» Work to be completed: Continue the piece about the Jacobite claim to the throne and the writer's porphyria, starting after its last sentence.

» Text provided:

-.-.-

The Stuart claim to the throne seems to go to the present Duke in Bavaria, HRH Franz. Franz has no children, so his heir is Max, his brother. Max had only daughters, and the eldest is Princess Sophie of Leichtenstein, who is a Serene Highness of Leichtenstein, but also a HRH of Bavaria. Her heir is her eldest son Jospeh Wenzel. These people, however, make no claim to the throne of England. It is the "Jacobites" who make the claim for them.
Prince Joseph Wenzel of Leichtenstein was the first Jacobite heir to be born in England since the last ruler of the House of Stuart there since the Hanovers took over.
Of course, Electress Sophie of Hanover also had Stuart lineage, but these Jacobites have it all figured out that the correct descent is to the present "King of England," Duke Franz in Bavaria.
I became interested in these wandering genes through my own genetic history, which I didn't find out about until about 16 years ago, when I was diagnosed with Porphyria, a disease quite a few royal people have had or even have today. I knew nothing at all about my Scots antecedents, since my parents thought discussion of such things was vulgar. But I became aware that my Scots grandma came from Dundee (she was my porphyria link) and I could not trace her back more than four generations, none of them royal or noble or even rich.

-.-.-

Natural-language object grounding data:
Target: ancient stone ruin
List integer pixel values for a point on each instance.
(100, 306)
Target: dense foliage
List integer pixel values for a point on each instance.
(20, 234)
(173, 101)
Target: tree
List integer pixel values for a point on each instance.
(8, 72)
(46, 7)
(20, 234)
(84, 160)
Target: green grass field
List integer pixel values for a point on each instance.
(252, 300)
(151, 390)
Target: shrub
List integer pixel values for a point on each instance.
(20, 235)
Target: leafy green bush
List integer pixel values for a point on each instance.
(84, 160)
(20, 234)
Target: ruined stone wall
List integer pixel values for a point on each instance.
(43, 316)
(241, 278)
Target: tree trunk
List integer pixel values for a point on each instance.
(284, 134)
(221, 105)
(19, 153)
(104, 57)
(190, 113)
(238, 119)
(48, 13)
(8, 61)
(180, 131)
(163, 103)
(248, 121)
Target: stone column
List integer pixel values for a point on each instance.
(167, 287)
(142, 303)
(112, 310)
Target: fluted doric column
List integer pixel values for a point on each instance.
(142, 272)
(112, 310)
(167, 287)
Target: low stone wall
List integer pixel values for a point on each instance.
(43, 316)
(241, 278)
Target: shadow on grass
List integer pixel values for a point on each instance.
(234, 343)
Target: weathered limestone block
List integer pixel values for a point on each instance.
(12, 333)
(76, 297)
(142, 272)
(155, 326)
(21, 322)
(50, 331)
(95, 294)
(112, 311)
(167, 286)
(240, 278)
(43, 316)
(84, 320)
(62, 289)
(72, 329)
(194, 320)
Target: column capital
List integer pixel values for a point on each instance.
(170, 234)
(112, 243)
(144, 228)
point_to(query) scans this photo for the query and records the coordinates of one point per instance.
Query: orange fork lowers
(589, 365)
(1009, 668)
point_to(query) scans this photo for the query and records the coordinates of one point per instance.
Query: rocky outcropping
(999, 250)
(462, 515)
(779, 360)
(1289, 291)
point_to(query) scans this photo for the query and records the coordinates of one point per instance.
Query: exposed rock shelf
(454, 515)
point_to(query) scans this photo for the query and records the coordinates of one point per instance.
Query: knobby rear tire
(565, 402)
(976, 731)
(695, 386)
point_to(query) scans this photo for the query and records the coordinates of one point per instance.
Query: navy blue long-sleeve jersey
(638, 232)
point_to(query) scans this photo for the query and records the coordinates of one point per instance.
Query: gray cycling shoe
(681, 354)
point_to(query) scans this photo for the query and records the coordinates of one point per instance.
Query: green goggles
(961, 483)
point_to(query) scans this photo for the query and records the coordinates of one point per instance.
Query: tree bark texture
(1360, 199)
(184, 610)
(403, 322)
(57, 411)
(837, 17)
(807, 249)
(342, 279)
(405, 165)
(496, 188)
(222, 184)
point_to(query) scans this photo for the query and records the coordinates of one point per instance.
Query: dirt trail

-.-.-

» Reply:
But then I traced back the family roots to the era in the 12th century when my ancestor Robert Pollock lived next door to Walter Fitzallen, and apparently was FitzAllen's aide in Shropshire and then in Renfrewshire. Fitzallen's descenants become the Royal Stewarts. The Stuarts are well known in later centuries for having the Porphyria gene, which is very rare (at least in so far as those officially diagnosed). I probably got the gene from a Stuart or more directly from one of the lowland Scots families who married Stuarts over the years, including Leslies, Hamiltons, Pollocks, Maxwells, and so forth.
So I have no direct descent of royalty, but boy do I have a bloodline descent of Porphyria, not something one would choose. The mystery to me is how the gene got down those years to me. I now know my dad had it, and his mother and sisters and probably a couple of cousins, but I can't look back through the years to see how it got to me.
Do people other than royals have it? Of course, most do not even try to trace royal lineage, but it seems to be a disease which sprang up through inbreeding, and I know some of my Scots ancestors were champs at that, such as the Maxwells, who married cousins every time one was available (and sometimes abandoned the female spouse after an heir was produced, very bad people to be related to). Maybe this bad behavior produced a curse? I hope not. I have prayed for the curse to leave in any case.